(Collected data)
=-=-=

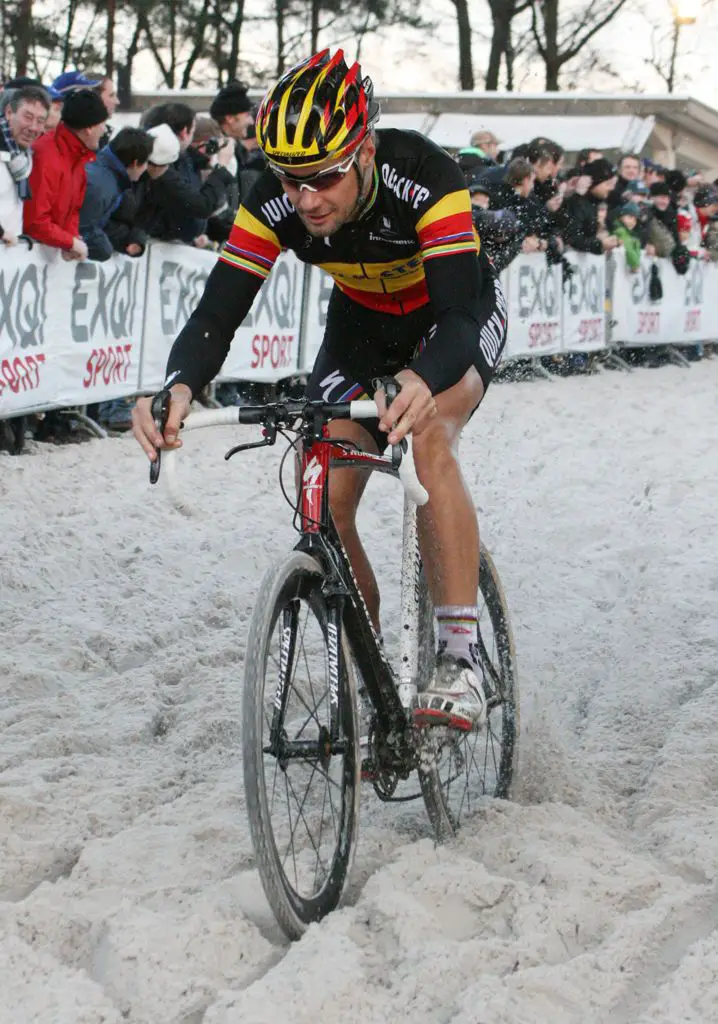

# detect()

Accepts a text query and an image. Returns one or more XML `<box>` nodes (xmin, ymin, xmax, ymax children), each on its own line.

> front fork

<box><xmin>397</xmin><ymin>496</ymin><xmax>423</xmax><ymax>709</ymax></box>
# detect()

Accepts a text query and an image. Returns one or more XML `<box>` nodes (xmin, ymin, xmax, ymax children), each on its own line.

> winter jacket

<box><xmin>80</xmin><ymin>146</ymin><xmax>146</xmax><ymax>260</ymax></box>
<box><xmin>136</xmin><ymin>150</ymin><xmax>234</xmax><ymax>243</ymax></box>
<box><xmin>561</xmin><ymin>193</ymin><xmax>604</xmax><ymax>255</ymax></box>
<box><xmin>613</xmin><ymin>224</ymin><xmax>642</xmax><ymax>270</ymax></box>
<box><xmin>23</xmin><ymin>122</ymin><xmax>96</xmax><ymax>250</ymax></box>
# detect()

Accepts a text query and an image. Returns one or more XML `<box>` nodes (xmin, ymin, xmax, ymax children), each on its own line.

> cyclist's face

<box><xmin>279</xmin><ymin>136</ymin><xmax>376</xmax><ymax>237</ymax></box>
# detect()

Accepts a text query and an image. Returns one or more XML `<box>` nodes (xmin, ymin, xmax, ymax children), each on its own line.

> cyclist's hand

<box><xmin>131</xmin><ymin>383</ymin><xmax>192</xmax><ymax>461</ymax></box>
<box><xmin>376</xmin><ymin>369</ymin><xmax>436</xmax><ymax>445</ymax></box>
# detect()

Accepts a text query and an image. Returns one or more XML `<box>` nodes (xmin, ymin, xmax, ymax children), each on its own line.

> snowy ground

<box><xmin>2</xmin><ymin>359</ymin><xmax>718</xmax><ymax>1024</ymax></box>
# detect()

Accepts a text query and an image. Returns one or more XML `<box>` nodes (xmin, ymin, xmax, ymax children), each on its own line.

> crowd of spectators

<box><xmin>0</xmin><ymin>68</ymin><xmax>263</xmax><ymax>442</ymax></box>
<box><xmin>1</xmin><ymin>66</ymin><xmax>718</xmax><ymax>448</ymax></box>
<box><xmin>456</xmin><ymin>130</ymin><xmax>718</xmax><ymax>281</ymax></box>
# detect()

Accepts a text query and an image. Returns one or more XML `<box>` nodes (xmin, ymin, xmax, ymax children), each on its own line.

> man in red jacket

<box><xmin>24</xmin><ymin>88</ymin><xmax>108</xmax><ymax>260</ymax></box>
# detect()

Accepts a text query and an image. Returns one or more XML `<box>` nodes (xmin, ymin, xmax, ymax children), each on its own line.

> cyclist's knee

<box><xmin>412</xmin><ymin>420</ymin><xmax>458</xmax><ymax>479</ymax></box>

=-=-=

> _WORK ORDER_
Each record above is to be restated exactly, with its pictures removed from the copy.

> _EXPECTED ANSWER_
# detect()

Accepts a text query and an image. Returns one or more XML `<box>` nodes (xmin, ymin, xmax, ymax children), each on its own line.

> front fork

<box><xmin>397</xmin><ymin>496</ymin><xmax>423</xmax><ymax>709</ymax></box>
# detect()

Accepts a text query and an image. Returns one or more XML `<box>` nodes (xmin, ymin, xmax, ymax children), each on its own line.

> winter jacket

<box><xmin>80</xmin><ymin>146</ymin><xmax>146</xmax><ymax>260</ymax></box>
<box><xmin>136</xmin><ymin>150</ymin><xmax>234</xmax><ymax>243</ymax></box>
<box><xmin>561</xmin><ymin>193</ymin><xmax>604</xmax><ymax>255</ymax></box>
<box><xmin>613</xmin><ymin>224</ymin><xmax>642</xmax><ymax>270</ymax></box>
<box><xmin>23</xmin><ymin>122</ymin><xmax>96</xmax><ymax>250</ymax></box>
# detect()

Accepts a text query and an image. Returns one or more XML `<box>` nodes (xmin, ymin, xmax, ymax children), each on its own line.

> cyclist's face

<box><xmin>279</xmin><ymin>136</ymin><xmax>376</xmax><ymax>237</ymax></box>
# detect()

Accepts a text query and an image. Returns one or more XML `<box>` nodes (xmin, ymin, xmax, ymax children), each on its own line.

> cyclist's hand

<box><xmin>131</xmin><ymin>383</ymin><xmax>192</xmax><ymax>461</ymax></box>
<box><xmin>376</xmin><ymin>369</ymin><xmax>436</xmax><ymax>445</ymax></box>
# detect()

Accepts a text query and an image. Returns one or more XML `<box>` nodes (xmin, ymin, xmax, ymax children), each on its own line.

> snowy ground

<box><xmin>2</xmin><ymin>359</ymin><xmax>718</xmax><ymax>1024</ymax></box>
# detect()

Accepts a text query and an image. Returns one or more XML `<box>` nodes (xmin, ymin, xmax, ymax children), each on its own line.

> crowd of spectators

<box><xmin>0</xmin><ymin>68</ymin><xmax>263</xmax><ymax>442</ymax></box>
<box><xmin>1</xmin><ymin>66</ymin><xmax>718</xmax><ymax>448</ymax></box>
<box><xmin>456</xmin><ymin>130</ymin><xmax>718</xmax><ymax>281</ymax></box>
# detect()

Accepts a text query and an image. Returns one or more XML `<box>` nodes (xmin, ymin, xmax, ymax children), each on its own line.

> man in red jacket

<box><xmin>24</xmin><ymin>88</ymin><xmax>108</xmax><ymax>260</ymax></box>
# detect()

Accepts a text query and an image. Returns one or more XML `<box>` nodes (xmin, ymin, xmax, ymax children), each on its own line.

> cyclist's knee

<box><xmin>412</xmin><ymin>420</ymin><xmax>458</xmax><ymax>479</ymax></box>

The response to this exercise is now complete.